Stored items:
•••
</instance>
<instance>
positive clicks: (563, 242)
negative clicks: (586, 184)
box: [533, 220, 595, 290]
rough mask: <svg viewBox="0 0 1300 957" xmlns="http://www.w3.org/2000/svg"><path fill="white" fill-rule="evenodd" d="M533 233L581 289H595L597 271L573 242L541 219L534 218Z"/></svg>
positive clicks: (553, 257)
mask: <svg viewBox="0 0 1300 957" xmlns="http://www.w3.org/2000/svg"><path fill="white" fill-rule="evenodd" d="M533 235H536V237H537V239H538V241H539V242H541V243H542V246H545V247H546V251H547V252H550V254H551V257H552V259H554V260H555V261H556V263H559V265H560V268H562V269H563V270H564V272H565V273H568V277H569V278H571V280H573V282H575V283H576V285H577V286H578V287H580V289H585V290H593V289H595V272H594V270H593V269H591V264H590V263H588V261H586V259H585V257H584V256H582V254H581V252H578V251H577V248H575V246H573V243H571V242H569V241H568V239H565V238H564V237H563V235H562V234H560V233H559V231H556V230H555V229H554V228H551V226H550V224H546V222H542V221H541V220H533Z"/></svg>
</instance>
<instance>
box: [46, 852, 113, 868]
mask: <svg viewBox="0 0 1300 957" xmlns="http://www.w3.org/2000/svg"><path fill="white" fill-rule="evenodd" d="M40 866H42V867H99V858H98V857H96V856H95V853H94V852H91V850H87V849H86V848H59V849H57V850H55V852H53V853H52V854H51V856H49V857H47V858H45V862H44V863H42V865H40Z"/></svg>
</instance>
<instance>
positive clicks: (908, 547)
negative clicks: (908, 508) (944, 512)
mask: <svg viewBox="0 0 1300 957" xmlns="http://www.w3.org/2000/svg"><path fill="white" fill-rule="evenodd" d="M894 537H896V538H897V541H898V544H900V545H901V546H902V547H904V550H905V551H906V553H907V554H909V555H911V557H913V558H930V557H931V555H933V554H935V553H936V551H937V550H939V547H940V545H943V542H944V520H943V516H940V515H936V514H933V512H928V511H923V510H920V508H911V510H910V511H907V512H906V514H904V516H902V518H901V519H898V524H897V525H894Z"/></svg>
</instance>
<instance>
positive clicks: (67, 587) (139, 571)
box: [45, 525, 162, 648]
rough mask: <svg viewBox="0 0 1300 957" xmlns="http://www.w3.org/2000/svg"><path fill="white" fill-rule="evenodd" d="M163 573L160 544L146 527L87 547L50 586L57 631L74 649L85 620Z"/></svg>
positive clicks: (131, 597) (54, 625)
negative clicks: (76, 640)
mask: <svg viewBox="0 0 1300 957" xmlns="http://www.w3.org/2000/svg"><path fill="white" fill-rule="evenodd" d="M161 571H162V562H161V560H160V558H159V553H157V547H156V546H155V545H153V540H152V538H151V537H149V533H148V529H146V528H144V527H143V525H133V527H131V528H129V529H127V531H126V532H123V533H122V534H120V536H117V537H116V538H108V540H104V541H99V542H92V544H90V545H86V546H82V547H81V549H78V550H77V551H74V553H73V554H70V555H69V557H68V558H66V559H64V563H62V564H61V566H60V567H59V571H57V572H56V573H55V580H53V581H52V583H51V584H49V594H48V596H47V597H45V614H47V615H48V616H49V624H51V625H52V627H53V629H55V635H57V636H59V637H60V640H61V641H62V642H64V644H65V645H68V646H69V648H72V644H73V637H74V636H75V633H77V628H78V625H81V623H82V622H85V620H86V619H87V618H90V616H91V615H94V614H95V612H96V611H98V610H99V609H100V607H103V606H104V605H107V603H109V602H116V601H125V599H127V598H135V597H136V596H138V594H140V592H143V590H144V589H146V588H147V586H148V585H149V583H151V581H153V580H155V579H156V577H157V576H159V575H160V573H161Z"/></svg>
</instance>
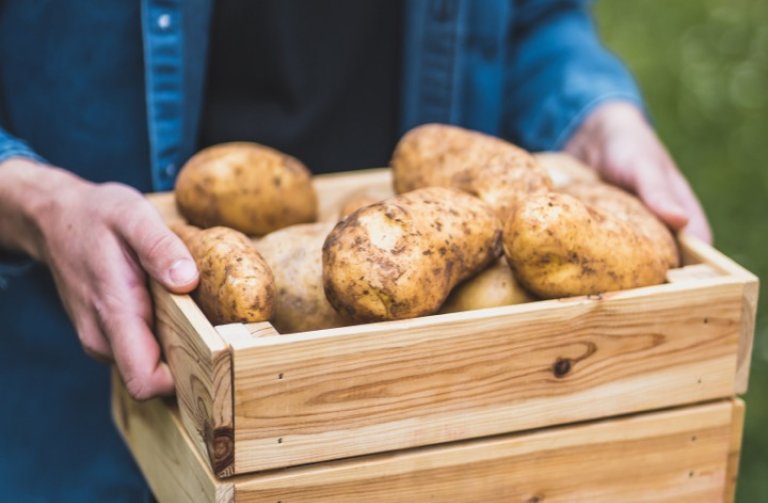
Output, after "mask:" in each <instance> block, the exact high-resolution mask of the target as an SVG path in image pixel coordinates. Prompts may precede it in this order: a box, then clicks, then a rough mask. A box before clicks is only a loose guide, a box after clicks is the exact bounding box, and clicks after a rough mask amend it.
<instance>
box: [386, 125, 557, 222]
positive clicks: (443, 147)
mask: <svg viewBox="0 0 768 503" xmlns="http://www.w3.org/2000/svg"><path fill="white" fill-rule="evenodd" d="M391 164H392V169H393V176H394V183H395V191H396V192H397V193H403V192H408V191H411V190H414V189H419V188H422V187H454V188H457V189H460V190H463V191H465V192H469V193H470V194H473V195H476V196H477V197H479V198H480V199H482V200H483V201H485V202H486V203H487V204H488V205H490V206H491V207H492V208H493V209H494V210H495V211H496V212H497V214H498V216H499V218H500V219H501V220H502V222H503V221H505V220H506V218H507V217H508V216H509V215H510V214H511V212H512V211H513V210H514V208H515V206H516V204H517V203H518V201H519V200H520V199H521V198H523V197H526V196H527V195H528V194H533V193H538V192H545V191H547V190H549V189H550V188H551V185H552V184H551V181H550V179H549V176H548V175H547V173H546V171H545V170H544V169H542V168H541V167H540V166H539V165H538V164H537V162H536V160H535V159H534V158H533V156H531V154H529V153H528V152H526V151H525V150H523V149H521V148H518V147H516V146H514V145H512V144H511V143H508V142H506V141H504V140H501V139H499V138H494V137H493V136H489V135H486V134H483V133H478V132H476V131H469V130H467V129H463V128H460V127H456V126H448V125H444V124H427V125H424V126H419V127H417V128H414V129H412V130H410V131H409V132H408V133H406V134H405V136H403V138H402V139H401V140H400V142H399V143H398V144H397V147H396V148H395V152H394V154H393V156H392V162H391Z"/></svg>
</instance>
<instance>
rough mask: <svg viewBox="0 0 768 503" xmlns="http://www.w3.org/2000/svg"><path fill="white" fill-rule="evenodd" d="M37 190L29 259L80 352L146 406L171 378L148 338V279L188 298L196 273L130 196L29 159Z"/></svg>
mask: <svg viewBox="0 0 768 503" xmlns="http://www.w3.org/2000/svg"><path fill="white" fill-rule="evenodd" d="M15 162H16V163H19V162H22V163H25V164H26V166H24V167H23V169H26V170H27V172H26V173H25V176H26V177H27V178H28V179H30V177H31V179H33V180H34V179H35V178H36V179H38V180H39V182H40V185H44V186H47V187H49V188H50V190H42V191H36V194H35V196H36V198H35V201H34V203H33V204H30V205H29V206H28V208H30V209H31V210H30V220H31V221H32V222H33V223H34V226H35V228H36V231H37V232H36V239H35V240H34V243H35V245H34V246H33V247H32V249H30V250H28V251H30V253H31V254H32V255H33V256H35V257H36V258H38V259H39V260H42V261H43V262H45V263H47V265H48V266H49V267H50V269H51V272H52V273H53V277H54V280H55V282H56V287H57V289H58V292H59V295H60V296H61V300H62V302H63V304H64V307H65V309H66V310H67V313H68V314H69V317H70V318H71V320H72V323H73V324H74V327H75V330H76V331H77V335H78V337H79V339H80V343H81V344H82V346H83V349H84V350H85V351H86V353H88V354H89V355H91V356H93V357H95V358H97V359H101V360H108V361H114V362H115V363H116V364H117V367H118V369H119V371H120V374H121V375H122V377H123V380H124V382H125V384H126V387H127V389H128V391H129V392H130V394H131V395H132V396H133V397H134V398H137V399H140V400H144V399H148V398H151V397H154V396H158V395H164V394H170V393H172V392H173V388H174V386H173V378H172V376H171V373H170V371H169V369H168V366H167V364H165V363H164V362H162V360H161V350H160V347H159V345H158V342H157V340H156V338H155V337H154V335H153V333H152V327H153V315H152V301H151V297H150V294H149V292H148V290H147V275H149V276H151V277H152V278H154V279H155V280H157V281H158V282H160V283H161V284H162V285H164V286H165V287H166V288H167V289H169V290H170V291H172V292H176V293H187V292H189V291H191V290H193V289H194V288H195V286H196V285H197V282H198V272H197V268H196V266H195V263H194V261H193V259H192V257H191V255H190V253H189V251H188V250H187V249H186V247H185V246H184V244H183V243H182V241H181V240H180V239H179V238H178V237H177V236H176V235H175V234H173V233H172V232H171V231H170V230H169V229H168V228H167V227H166V225H165V224H164V223H163V221H162V219H161V218H160V216H159V214H158V213H157V211H156V210H155V209H154V208H153V207H152V206H151V205H150V203H149V202H147V200H146V199H144V197H142V195H141V194H140V193H139V192H137V191H136V190H134V189H132V188H130V187H128V186H125V185H121V184H117V183H107V184H102V185H97V184H93V183H89V182H86V181H84V180H82V179H80V178H77V177H76V176H74V175H72V174H71V173H68V172H65V171H63V170H59V169H55V168H50V167H46V166H42V165H40V164H36V163H32V162H28V161H15Z"/></svg>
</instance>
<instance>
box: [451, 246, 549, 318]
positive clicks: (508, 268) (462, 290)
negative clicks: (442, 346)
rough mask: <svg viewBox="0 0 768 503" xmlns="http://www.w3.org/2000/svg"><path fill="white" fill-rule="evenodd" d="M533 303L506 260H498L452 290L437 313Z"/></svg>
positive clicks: (528, 295)
mask: <svg viewBox="0 0 768 503" xmlns="http://www.w3.org/2000/svg"><path fill="white" fill-rule="evenodd" d="M533 300H535V299H534V298H533V297H532V296H531V295H530V294H529V293H528V292H526V291H525V290H524V289H523V287H522V286H520V284H519V283H518V282H517V279H515V274H514V273H513V272H512V269H511V268H510V267H509V265H508V264H507V262H506V260H503V259H500V260H497V261H496V262H494V263H493V264H492V265H491V266H490V267H488V268H487V269H486V270H484V271H483V272H481V273H479V274H478V275H476V276H473V277H471V278H469V279H468V280H466V281H464V282H463V283H461V284H460V285H458V286H457V287H456V288H454V289H453V291H452V292H451V295H449V296H448V299H447V300H446V301H445V304H443V306H442V307H441V308H440V313H456V312H459V311H472V310H474V309H485V308H487V307H499V306H509V305H512V304H522V303H524V302H531V301H533Z"/></svg>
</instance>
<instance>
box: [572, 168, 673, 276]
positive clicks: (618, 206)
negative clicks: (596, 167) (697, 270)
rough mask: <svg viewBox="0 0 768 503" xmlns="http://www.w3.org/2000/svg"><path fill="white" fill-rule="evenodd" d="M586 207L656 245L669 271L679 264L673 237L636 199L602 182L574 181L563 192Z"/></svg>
mask: <svg viewBox="0 0 768 503" xmlns="http://www.w3.org/2000/svg"><path fill="white" fill-rule="evenodd" d="M561 192H564V193H565V194H569V195H571V196H573V197H575V198H576V199H578V200H579V201H581V202H582V203H584V204H587V205H591V206H592V207H593V208H597V209H599V210H601V211H603V212H605V213H607V214H608V215H611V216H612V217H614V218H619V219H621V220H624V221H625V222H627V223H628V224H629V225H630V226H631V227H632V229H633V230H634V231H635V232H637V233H639V234H640V235H641V236H643V237H644V238H645V239H646V240H647V241H649V242H651V243H653V246H654V248H655V249H656V254H657V255H658V256H659V257H661V258H662V259H663V260H664V262H665V263H666V264H667V267H668V268H675V267H678V266H679V265H680V254H679V251H678V249H677V243H676V242H675V238H674V236H672V233H671V232H670V231H669V229H668V228H667V226H666V225H664V224H663V223H661V221H660V220H659V219H658V218H656V216H655V215H654V214H653V213H651V211H650V210H649V209H648V208H647V207H646V206H645V205H644V204H643V203H642V201H640V200H639V199H638V198H637V197H635V196H633V195H632V194H629V193H628V192H625V191H623V190H621V189H620V188H618V187H614V186H612V185H608V184H606V183H600V182H589V181H587V182H574V183H571V184H568V185H567V186H565V187H563V188H562V189H561Z"/></svg>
•••
EXERCISE. Set down exactly the lines that begin the records and continue through the line bearing "positive clicks: (908, 547)"; include both ends.

OUTPUT OF THE EXERCISE.
</instance>
<instance>
positive clicks: (563, 242)
negative clicks: (586, 184)
box: [533, 220, 595, 290]
rough mask: <svg viewBox="0 0 1300 957" xmlns="http://www.w3.org/2000/svg"><path fill="white" fill-rule="evenodd" d="M533 233L581 289H595L597 271L573 242L541 219L534 218Z"/></svg>
positive clicks: (553, 257)
mask: <svg viewBox="0 0 1300 957" xmlns="http://www.w3.org/2000/svg"><path fill="white" fill-rule="evenodd" d="M533 235H536V237H537V239H538V241H539V242H541V243H542V246H545V247H546V251H547V252H550V254H551V257H552V259H554V260H555V261H556V263H559V265H560V268H562V269H563V270H564V272H565V273H568V277H569V278H571V280H573V282H575V283H576V285H577V286H578V287H580V289H585V290H593V289H595V272H594V270H593V269H591V264H590V263H588V261H586V259H585V257H584V256H582V254H581V252H578V251H577V248H575V246H573V243H571V242H569V241H568V239H565V238H564V237H563V235H562V234H560V233H559V231H556V230H555V229H554V228H551V226H550V224H546V222H542V221H541V220H533Z"/></svg>
</instance>
<instance>
box: [46, 852, 113, 868]
mask: <svg viewBox="0 0 1300 957" xmlns="http://www.w3.org/2000/svg"><path fill="white" fill-rule="evenodd" d="M40 866H42V867H99V858H98V857H96V856H95V853H94V852H91V850H87V849H86V848H59V849H57V850H55V852H53V853H52V854H51V856H49V857H47V858H45V862H44V863H42V865H40Z"/></svg>
</instance>
<instance>
positive clicks: (908, 547)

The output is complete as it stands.